* EXCERPTED PASSAGE:
┄┄┄┄┄┄

As used in this report, the terms “we,” “us,” “our,” and “the Company” mean Model N, Inc. and its subsidiaries unless the context indicates otherwise.

Overview

We are a leading provider of cloud revenue management solutions for life sciences and high tech companies. Our software and business services help companies drive mission critical business processes such as pricing, quoting, contracting, regulatory compliance, rebates and incentives. With deep industry expertise, Model N supports the complex business needs of the world’s leading brands in life sciences and high tech including Johnson & Johnson, AstraZeneca, Stryker, Seagate Technology, Broadcom and Microchip Technology.

Historically, companies tended to rely on a disjointed patchwork of manual processes, spreadsheets, point applications, and legacy systems to manage their revenue processes. These processes and systems operated in isolation from one another and were labor intensive, error prone, inflexible, and costly, often resulting in missed revenue opportunities, suboptimal margins, incentive overpayments, and increased revenue compliance risk. Current industry trends, which include shortening product lifecycles, tightening compliance and regulatory controls, increasing channel complexity and growing volumes of transactional data, are causing these outdated processes and legacy systems to become increasingly ineffective.

Our expertise in cloud-based revenue management solutions, combined with our knowledge of the life sciences and high tech industries, has enabled us to develop software designed to meet the unique, strategic needs of these industries, such as managed care and government pricing for life sciences companies and channel incentives management for high tech companies. Model N Revenue Cloud transforms the revenue lifecycle into a strategic, end-to-end process aligned across the enterprise. Our industry specific solution suites – Revenue Cloud for Life Sciences and Revenue Cloud for High Tech – offer a range of solutions from individual products to complete product suites.

Pending Merger

On April 7, 2024, we entered into an Agreement and Plan of Merger Agreement (the “Merger Agreement”) with Mountain Parent, LLC, a Delaware limited liability company (“Parent”), and Mountain Merger Sub, Inc., a Delaware corporation and a wholly owned subsidiary of Parent (“Merger Sub”). The Merger Agreement provides that, upon the terms and subject to the satisfaction or waiver (if waiver is permitted by applicable law) of the conditions set forth therein, Merger Sub will merge with and into Model N, with Model N continuing as the surviving corporation and a wholly owned subsidiary of Parent. Parent and Merger Sub are each affiliates of Vista Equity Partners. Pursuant to the terms of the Merger Agreement, at the effective time of the Merger, and as a result of the Merger, each share of our common stock issued and outstanding immediately prior to the effective time (but excluding any cancelled shares and any dissenting shares) shall be cancelled and extinguished and automatically converted into and shall thereafter represent the right to receive an amount in cash equal to
21

$30.00 per share, payable to the holder thereof, without interest and less any applicable withholding of taxes, in accordance with the Merger Agreement.

┄┄┄┄┄┄

* RECORDS SHOWN:
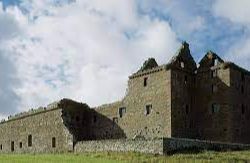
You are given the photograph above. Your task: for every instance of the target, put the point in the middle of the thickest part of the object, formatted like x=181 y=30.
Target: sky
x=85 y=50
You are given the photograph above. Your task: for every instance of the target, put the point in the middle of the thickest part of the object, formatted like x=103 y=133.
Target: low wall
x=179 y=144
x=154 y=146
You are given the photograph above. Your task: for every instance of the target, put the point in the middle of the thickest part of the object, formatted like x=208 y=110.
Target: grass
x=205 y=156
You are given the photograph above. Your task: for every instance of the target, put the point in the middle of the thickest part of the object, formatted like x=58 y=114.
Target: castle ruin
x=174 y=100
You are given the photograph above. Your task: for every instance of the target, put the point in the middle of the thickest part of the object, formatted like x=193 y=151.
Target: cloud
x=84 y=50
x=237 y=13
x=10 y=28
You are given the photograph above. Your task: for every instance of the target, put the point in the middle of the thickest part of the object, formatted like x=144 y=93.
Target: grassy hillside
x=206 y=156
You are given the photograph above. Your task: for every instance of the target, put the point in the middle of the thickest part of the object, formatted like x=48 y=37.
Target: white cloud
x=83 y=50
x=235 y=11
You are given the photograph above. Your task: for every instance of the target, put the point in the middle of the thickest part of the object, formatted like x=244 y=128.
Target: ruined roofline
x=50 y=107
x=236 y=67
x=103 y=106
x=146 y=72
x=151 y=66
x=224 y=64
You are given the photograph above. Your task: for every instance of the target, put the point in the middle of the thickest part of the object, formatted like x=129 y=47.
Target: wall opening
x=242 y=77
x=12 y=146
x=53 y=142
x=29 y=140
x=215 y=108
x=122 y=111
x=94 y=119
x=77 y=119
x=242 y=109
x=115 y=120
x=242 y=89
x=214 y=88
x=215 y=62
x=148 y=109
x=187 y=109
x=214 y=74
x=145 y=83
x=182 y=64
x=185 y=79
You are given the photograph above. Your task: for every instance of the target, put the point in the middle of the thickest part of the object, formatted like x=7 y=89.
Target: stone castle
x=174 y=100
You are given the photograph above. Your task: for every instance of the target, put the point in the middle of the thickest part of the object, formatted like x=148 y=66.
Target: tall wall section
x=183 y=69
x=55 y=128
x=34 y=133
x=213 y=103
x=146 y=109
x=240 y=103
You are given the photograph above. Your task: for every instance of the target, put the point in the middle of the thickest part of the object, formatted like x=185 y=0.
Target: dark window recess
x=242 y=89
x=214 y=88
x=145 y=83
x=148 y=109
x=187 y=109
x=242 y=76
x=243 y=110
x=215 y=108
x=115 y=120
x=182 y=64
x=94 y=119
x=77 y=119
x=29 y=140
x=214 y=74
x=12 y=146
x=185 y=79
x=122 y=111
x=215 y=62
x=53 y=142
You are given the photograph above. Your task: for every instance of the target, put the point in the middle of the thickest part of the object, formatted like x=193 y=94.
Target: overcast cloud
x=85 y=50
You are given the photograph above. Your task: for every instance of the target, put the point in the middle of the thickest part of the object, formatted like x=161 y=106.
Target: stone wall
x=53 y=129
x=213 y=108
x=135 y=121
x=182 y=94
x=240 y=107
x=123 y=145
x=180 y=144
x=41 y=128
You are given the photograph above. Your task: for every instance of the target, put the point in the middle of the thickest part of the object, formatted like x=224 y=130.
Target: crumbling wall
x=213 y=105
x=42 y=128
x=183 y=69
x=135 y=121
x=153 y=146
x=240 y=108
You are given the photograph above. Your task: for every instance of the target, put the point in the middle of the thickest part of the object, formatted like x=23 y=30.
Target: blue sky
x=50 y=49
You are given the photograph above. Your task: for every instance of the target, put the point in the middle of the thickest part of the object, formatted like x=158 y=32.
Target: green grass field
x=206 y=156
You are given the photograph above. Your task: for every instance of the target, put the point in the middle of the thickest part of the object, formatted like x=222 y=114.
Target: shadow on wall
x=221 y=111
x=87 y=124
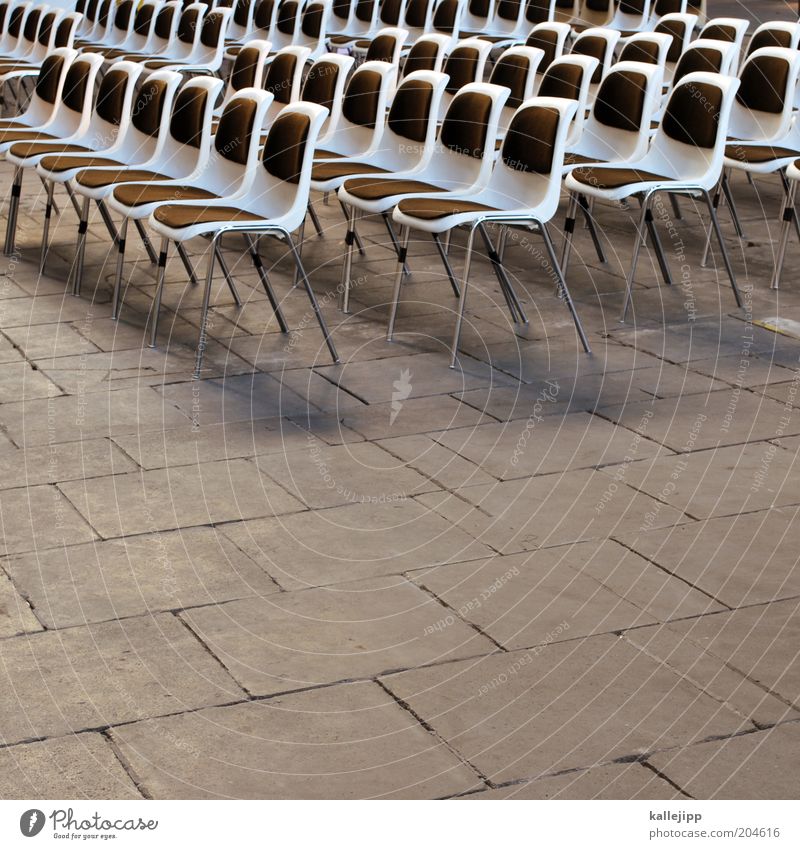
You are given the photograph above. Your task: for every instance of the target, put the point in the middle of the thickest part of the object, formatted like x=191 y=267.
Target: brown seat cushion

┄┄┄┄┄┄

* TASK INSTRUCTIONS:
- 1) In the Model N report excerpt, Parent and Merger Sub are affiliates of which firm?
- 2) Write a continuation of the Model N report excerpt, picking up after its last sentence about the $30.00 cash payment per share.

* TASK-BY-TASK ANSWERS:
- 1) Vista Equity Partners.

- 2)
Our Board of Directors unanimously determined the Merger Agreement and the transactions contemplated thereby (including the Merger) are fair to, advisable and in the best interests of the Company and its stockholders, approved and declared advisable the Merger Agreement and the transactions contemplated thereby (including the Merger), directed that the Merger Agreement be submitted to the stockholders of the Company for adoption, and resolved to recommend adoption of the Merger Agreement to our stockholders.

Either party may terminate the Merger Agreement if the Merger is not consummated on or before October 4, 2024. The Merger Agreement further provides that we shall be required to pay Parent a termination fee of approximately $43.2 million under certain specified circumstances.

The transaction is expected to close in mid-2024, subject to customary closing conditions and approvals.

The description of the Merger Agreement throughout this Form 10-Q does not purport to be complete and is qualified in its entirety by reference to the Merger Agreement, which was filed as Exhibit 2.1 to our Current Report on Form 8-K filed on April 8, 2024 and incorporated by reference as exhibit 2.1 hereto.

Key Business Metrics

In addition to the measures of financial performance presented in our condensed consolidated financial statements, we use adjusted EBITDA, Software-as-a-service (“SaaS”) Annual Recurring Revenue (“SaaS ARR”) and Net Dollar Retention to establish budgets and operational goals and to evaluate and manage our business internally. We believe adjusted EBITDA, SaaS ARR and Net Dollar Retention provides investors with consistency and comparability with our past financial performance and facilitates period-to-period comparisons of our operating results. For more information on Adjusted EBITDA, see “Adjusted EBITDA” below.

SaaS ARR and Net Dollar Retention

We use SaaS ARR as a measure of our SaaS revenue trend and an indicator of our future revenue opportunity from existing recurring customer contracts, assuming zero cancellations. SaaS ARR is the annualized value of our SaaS revenue, which is derived by taking the SaaS portion of our recurring subscription revenue for the quarter, dividing it by the number of days in the quarter, and multiplying it by 365 to get an annualized number. SaaS ARR is not adjusted for the impact of any known or projected future customer cancellations, service upgrades or downgrades or price increases or decreases. The amount of actual SaaS revenue that we recognize over any 12-month period is likely to differ from SaaS ARR at the beginning of that period, sometimes significantly. This may occur due to new bookings, subsequent changes in our pricing, service cancellations, upgrades or downgrades and acquisitions or divestitures. Our calculation of SaaS ARR may differ from similarly-titled metrics presented by other companies.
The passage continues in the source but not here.